Driver pled guilty to vehicular homicide and was sent to prison. (Photo: iStock)
Underlying case of vehicular homicide


In the underlying case, a commercial van driven by Seung Park ran a red light and slammed into Camacho’s Toyota Tercel in 2005. Camacho’s two-year-old son Jacob, strapped into a car seat, survived, but his 25-year-old mother died the next day.

Park pleaded guilty to vehicular homicide and was sentenced to serve seven years in prison and five on parole.

After the accident, Camacho’s husband, Jesus Camacho, and mother and executor, LaJean Nichols, retained Charles McAleer of Decatur, Ga.’s McAleer Law, who sent Nationwide a time-limited, 10-day demand for Park’s $100,000 policy limit. In exchange, he offered a limited liability release shielding Park from any personal liability for any other claims related to the accident “except to the extent that other insurance coverage was available from which the Camacho family could seek additional funds,” according to Totenberg’s order.


Nationwide rejected the offer, “albeit in an untimely response,” and said it would only pay if the family supplied a general release under which they would have to repay the insurer if any other claims were made related to medical liens.

No agreement was reached, and in 2006 McAleer and Atlanta-based Tyrone Law Firm principal Nelson Tyrone III sued filed a wrongful death suit against Park in Fulton County State Court.

The jury awarded Camacho and Nichols $5.85 million, and Park assigned his right to sue Nationwide for negligence and bad faith for failing to settle the claims against him.

Because their lawyers in the state case were potential witnesses, the family retained new counsel to pursue the bad faith claim that was filed in 2011.

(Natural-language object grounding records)
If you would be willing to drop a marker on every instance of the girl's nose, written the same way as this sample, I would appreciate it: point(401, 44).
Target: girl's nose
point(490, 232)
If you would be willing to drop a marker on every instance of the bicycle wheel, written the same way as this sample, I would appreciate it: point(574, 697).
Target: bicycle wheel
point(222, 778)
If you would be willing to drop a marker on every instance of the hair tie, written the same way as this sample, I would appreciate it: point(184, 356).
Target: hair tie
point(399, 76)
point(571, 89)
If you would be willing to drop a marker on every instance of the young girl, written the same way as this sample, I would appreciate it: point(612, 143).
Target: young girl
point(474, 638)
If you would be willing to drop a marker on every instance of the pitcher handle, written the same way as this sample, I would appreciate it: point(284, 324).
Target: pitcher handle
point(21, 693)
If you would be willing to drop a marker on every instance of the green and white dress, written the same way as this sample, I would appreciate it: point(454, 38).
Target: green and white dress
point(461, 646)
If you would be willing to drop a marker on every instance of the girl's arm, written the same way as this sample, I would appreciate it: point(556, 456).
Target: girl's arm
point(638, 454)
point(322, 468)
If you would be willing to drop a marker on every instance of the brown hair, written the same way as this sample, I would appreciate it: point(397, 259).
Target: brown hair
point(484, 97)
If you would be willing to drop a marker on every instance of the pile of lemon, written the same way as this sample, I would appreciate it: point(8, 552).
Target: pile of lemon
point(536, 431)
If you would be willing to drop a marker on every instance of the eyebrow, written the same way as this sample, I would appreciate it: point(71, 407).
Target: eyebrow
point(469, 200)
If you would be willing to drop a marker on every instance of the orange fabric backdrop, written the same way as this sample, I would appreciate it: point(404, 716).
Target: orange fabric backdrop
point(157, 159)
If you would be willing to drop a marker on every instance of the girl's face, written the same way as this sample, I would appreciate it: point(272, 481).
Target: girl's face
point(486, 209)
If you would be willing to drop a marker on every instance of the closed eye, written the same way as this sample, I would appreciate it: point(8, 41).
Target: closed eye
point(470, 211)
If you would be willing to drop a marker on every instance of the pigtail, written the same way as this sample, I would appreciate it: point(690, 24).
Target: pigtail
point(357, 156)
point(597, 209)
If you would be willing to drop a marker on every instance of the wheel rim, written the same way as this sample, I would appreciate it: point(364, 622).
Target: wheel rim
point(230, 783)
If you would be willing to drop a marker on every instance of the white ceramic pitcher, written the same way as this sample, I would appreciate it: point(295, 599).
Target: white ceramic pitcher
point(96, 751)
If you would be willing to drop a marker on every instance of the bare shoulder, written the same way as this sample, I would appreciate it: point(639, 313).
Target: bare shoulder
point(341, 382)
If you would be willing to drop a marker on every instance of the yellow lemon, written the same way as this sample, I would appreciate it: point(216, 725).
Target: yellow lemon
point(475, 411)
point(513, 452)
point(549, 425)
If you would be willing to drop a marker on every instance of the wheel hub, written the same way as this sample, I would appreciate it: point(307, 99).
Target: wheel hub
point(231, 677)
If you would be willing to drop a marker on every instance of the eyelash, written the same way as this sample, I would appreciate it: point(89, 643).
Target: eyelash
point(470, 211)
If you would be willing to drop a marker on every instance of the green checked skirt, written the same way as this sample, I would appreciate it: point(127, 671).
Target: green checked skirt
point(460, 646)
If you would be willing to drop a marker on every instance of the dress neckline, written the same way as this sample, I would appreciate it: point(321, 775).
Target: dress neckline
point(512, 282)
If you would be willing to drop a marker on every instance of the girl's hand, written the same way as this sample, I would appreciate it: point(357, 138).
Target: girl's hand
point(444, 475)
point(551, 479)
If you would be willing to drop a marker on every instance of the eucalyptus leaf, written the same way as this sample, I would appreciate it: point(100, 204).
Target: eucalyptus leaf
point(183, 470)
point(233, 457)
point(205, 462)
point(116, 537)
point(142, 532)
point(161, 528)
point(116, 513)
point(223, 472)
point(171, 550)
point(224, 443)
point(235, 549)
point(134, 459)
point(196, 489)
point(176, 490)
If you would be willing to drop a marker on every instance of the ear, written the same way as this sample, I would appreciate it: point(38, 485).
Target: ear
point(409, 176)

Directions
**1)** From the passage about the Camacho case, set down the part that opens with the words containing "Driver pled guilty" and closes with "five on parole.".
**2)** Rewrite the paragraph of the passage about the Camacho case that begins "After the accident, Camacho's husband" as a shorter list that keeps its main facts.

Solved tasks
**1)**
Driver pled guilty to vehicular homicide and was sent to prison. (Photo: iStock)
Underlying case of vehicular homicide


In the underlying case, a commercial van driven by Seung Park ran a red light and slammed into Camacho’s Toyota Tercel in 2005. Camacho’s two-year-old son Jacob, strapped into a car seat, survived, but his 25-year-old mother died the next day.

Park pleaded guilty to vehicular homicide and was sentenced to serve seven years in prison and five on parole.

**2)**
- Jesus Camacho (husband) and LaJean Nichols (mother and executor) hired Charles McAleer of McAleer Law in Decatur, Ga.
- McAleer sent Nationwide a 10-day, time-limited demand for Park's $100,000 policy limit.
- In return, he offered a limited liability release protecting Park from personal liability for other claims tied to the accident, except where other insurance coverage was available for the family to seek more funds. The terms come from Totenberg's order.